_Provided data_
● ● ● ● ● ● ●

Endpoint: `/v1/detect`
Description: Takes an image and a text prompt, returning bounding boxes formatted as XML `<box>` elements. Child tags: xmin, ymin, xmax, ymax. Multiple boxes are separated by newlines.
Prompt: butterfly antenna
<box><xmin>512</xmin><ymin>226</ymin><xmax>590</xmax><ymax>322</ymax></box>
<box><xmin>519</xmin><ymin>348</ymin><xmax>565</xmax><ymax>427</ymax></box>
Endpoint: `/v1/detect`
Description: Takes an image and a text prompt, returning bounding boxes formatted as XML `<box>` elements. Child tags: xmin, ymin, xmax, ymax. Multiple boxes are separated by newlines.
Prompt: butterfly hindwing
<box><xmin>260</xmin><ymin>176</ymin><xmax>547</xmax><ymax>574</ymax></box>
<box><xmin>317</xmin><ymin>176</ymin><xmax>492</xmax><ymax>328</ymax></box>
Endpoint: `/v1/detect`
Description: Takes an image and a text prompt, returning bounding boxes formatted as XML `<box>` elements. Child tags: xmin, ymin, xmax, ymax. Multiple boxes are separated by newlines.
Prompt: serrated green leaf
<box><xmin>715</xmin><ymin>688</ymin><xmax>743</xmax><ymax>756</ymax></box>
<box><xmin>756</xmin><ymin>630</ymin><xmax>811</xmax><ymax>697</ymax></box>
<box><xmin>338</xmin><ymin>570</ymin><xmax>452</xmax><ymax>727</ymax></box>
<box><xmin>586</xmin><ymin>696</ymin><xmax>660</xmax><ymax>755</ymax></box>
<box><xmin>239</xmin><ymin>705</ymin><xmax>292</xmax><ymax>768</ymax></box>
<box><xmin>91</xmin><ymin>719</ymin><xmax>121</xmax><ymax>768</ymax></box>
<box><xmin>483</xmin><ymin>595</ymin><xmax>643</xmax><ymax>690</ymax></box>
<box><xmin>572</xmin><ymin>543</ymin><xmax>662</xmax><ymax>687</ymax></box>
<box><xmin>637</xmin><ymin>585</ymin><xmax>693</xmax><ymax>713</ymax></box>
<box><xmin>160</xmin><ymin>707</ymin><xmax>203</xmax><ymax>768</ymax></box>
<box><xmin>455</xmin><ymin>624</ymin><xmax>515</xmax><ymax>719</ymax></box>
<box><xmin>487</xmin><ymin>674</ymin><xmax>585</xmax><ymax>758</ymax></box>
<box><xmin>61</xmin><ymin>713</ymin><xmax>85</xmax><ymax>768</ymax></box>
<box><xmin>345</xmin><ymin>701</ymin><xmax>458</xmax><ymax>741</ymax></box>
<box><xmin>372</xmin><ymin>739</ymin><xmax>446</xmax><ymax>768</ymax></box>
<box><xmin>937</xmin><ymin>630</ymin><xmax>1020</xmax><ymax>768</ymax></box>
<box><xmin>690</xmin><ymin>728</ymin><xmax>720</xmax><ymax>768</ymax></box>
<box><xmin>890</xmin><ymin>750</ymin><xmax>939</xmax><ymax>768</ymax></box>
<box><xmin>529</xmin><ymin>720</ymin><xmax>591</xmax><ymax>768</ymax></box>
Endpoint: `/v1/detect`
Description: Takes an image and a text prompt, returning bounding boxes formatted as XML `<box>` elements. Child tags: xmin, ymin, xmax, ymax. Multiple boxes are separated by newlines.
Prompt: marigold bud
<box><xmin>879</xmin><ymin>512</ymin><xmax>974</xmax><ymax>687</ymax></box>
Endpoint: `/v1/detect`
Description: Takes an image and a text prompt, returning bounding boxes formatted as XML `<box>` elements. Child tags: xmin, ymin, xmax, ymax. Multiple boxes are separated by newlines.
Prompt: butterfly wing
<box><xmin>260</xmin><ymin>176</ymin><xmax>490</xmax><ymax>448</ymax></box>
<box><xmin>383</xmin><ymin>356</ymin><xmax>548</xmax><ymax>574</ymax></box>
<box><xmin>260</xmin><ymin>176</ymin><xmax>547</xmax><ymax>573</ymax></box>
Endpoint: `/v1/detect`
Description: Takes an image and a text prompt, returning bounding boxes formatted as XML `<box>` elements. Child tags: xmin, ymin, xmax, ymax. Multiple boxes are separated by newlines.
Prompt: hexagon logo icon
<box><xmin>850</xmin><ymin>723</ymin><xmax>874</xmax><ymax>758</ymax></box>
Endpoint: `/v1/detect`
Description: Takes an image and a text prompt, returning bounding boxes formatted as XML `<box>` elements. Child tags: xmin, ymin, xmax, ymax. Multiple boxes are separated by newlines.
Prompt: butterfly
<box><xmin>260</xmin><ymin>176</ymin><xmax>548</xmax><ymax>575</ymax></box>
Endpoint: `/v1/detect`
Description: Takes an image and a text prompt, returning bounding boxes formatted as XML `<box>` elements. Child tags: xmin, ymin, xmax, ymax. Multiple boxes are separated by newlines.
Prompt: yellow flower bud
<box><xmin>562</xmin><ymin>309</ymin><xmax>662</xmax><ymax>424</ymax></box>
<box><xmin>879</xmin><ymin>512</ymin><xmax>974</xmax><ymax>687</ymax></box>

● ● ● ● ● ● ●

_Short problem_
Write out the full listing exactly as given.

_In response_
Endpoint: `/v1/detect`
Description: Takes an image and a text prompt, returning bounding boxes formatted as XML `<box>` elements. Child tags: xmin, ymin, xmax, ymax. Multiple boxes are separated by newlines.
Prompt: butterfly antenna
<box><xmin>512</xmin><ymin>226</ymin><xmax>590</xmax><ymax>322</ymax></box>
<box><xmin>519</xmin><ymin>348</ymin><xmax>565</xmax><ymax>427</ymax></box>
Endpoint: `/v1/detect`
Description: Takes an image and a text prompt, returning bounding boxes formatted as XML `<box>` elements. Child tags: xmin, ymin, xmax, ymax. Multiple boxes are separated by newlines.
Prompt: butterfly hindwing
<box><xmin>260</xmin><ymin>176</ymin><xmax>547</xmax><ymax>574</ymax></box>
<box><xmin>317</xmin><ymin>176</ymin><xmax>492</xmax><ymax>328</ymax></box>
Endpoint: `/v1/detect`
Description: Takes an image and a text prompt, returning bounding boxes formatted as XML `<box>` elements. Child tags: xmin, ymin, xmax, ymax. Multiple boxes are separated by newlines.
Prompt: serrated green leaf
<box><xmin>715</xmin><ymin>688</ymin><xmax>743</xmax><ymax>756</ymax></box>
<box><xmin>756</xmin><ymin>630</ymin><xmax>811</xmax><ymax>697</ymax></box>
<box><xmin>338</xmin><ymin>570</ymin><xmax>452</xmax><ymax>727</ymax></box>
<box><xmin>586</xmin><ymin>696</ymin><xmax>660</xmax><ymax>755</ymax></box>
<box><xmin>239</xmin><ymin>705</ymin><xmax>292</xmax><ymax>768</ymax></box>
<box><xmin>91</xmin><ymin>719</ymin><xmax>121</xmax><ymax>768</ymax></box>
<box><xmin>483</xmin><ymin>595</ymin><xmax>643</xmax><ymax>690</ymax></box>
<box><xmin>572</xmin><ymin>543</ymin><xmax>662</xmax><ymax>687</ymax></box>
<box><xmin>637</xmin><ymin>585</ymin><xmax>693</xmax><ymax>713</ymax></box>
<box><xmin>160</xmin><ymin>707</ymin><xmax>203</xmax><ymax>768</ymax></box>
<box><xmin>455</xmin><ymin>624</ymin><xmax>515</xmax><ymax>719</ymax></box>
<box><xmin>487</xmin><ymin>674</ymin><xmax>585</xmax><ymax>758</ymax></box>
<box><xmin>61</xmin><ymin>713</ymin><xmax>85</xmax><ymax>768</ymax></box>
<box><xmin>345</xmin><ymin>701</ymin><xmax>458</xmax><ymax>741</ymax></box>
<box><xmin>372</xmin><ymin>739</ymin><xmax>446</xmax><ymax>768</ymax></box>
<box><xmin>937</xmin><ymin>630</ymin><xmax>1020</xmax><ymax>768</ymax></box>
<box><xmin>690</xmin><ymin>728</ymin><xmax>720</xmax><ymax>768</ymax></box>
<box><xmin>890</xmin><ymin>750</ymin><xmax>939</xmax><ymax>768</ymax></box>
<box><xmin>529</xmin><ymin>720</ymin><xmax>591</xmax><ymax>768</ymax></box>
Endpoint: `/v1/detect`
Description: Takes an image and a text prompt, returning bounding boxes formatted as XML `<box>` elements. Child tags: xmin, ymin, xmax, ymax. Multiple boxes are separated by newlines.
Prompt: marigold bud
<box><xmin>879</xmin><ymin>512</ymin><xmax>974</xmax><ymax>687</ymax></box>
Endpoint: `/v1/detect`
Description: Takes an image and a text prompt, returning bounding boxes formatted as XML `<box>` elements. Child tags: xmin, ymin, xmax, ymax. Multiple boxes are separated by newlines.
Prompt: butterfly wing
<box><xmin>260</xmin><ymin>176</ymin><xmax>490</xmax><ymax>448</ymax></box>
<box><xmin>383</xmin><ymin>356</ymin><xmax>548</xmax><ymax>574</ymax></box>
<box><xmin>260</xmin><ymin>176</ymin><xmax>547</xmax><ymax>573</ymax></box>
Endpoint: `/v1/detect`
Description: Takes an image and a text prompt, returning bounding boxes formatted as XML `<box>` elements. Child tags: xmin, ymin, xmax, ymax. Multiple boxes are separated by newlines.
Prompt: hexagon logo icon
<box><xmin>850</xmin><ymin>723</ymin><xmax>874</xmax><ymax>758</ymax></box>
Endpoint: `/v1/detect`
Description: Takes an image and a text prompt, returning bounding boxes formatted as XML `<box>` elements. Child tags: xmin, ymin, xmax, ymax. Multiple boxes are separated by newlines.
Prompt: butterfly
<box><xmin>260</xmin><ymin>176</ymin><xmax>548</xmax><ymax>575</ymax></box>
Endpoint: `/v1/detect`
Description: Takes an image and a text prompt, returning bounding boxes formatted as XML `<box>` elements. Child tags: xmin, ymin, xmax, ymax. Multiple boxes are separated by newlines.
Prompt: yellow flower bud
<box><xmin>562</xmin><ymin>309</ymin><xmax>662</xmax><ymax>424</ymax></box>
<box><xmin>879</xmin><ymin>512</ymin><xmax>974</xmax><ymax>687</ymax></box>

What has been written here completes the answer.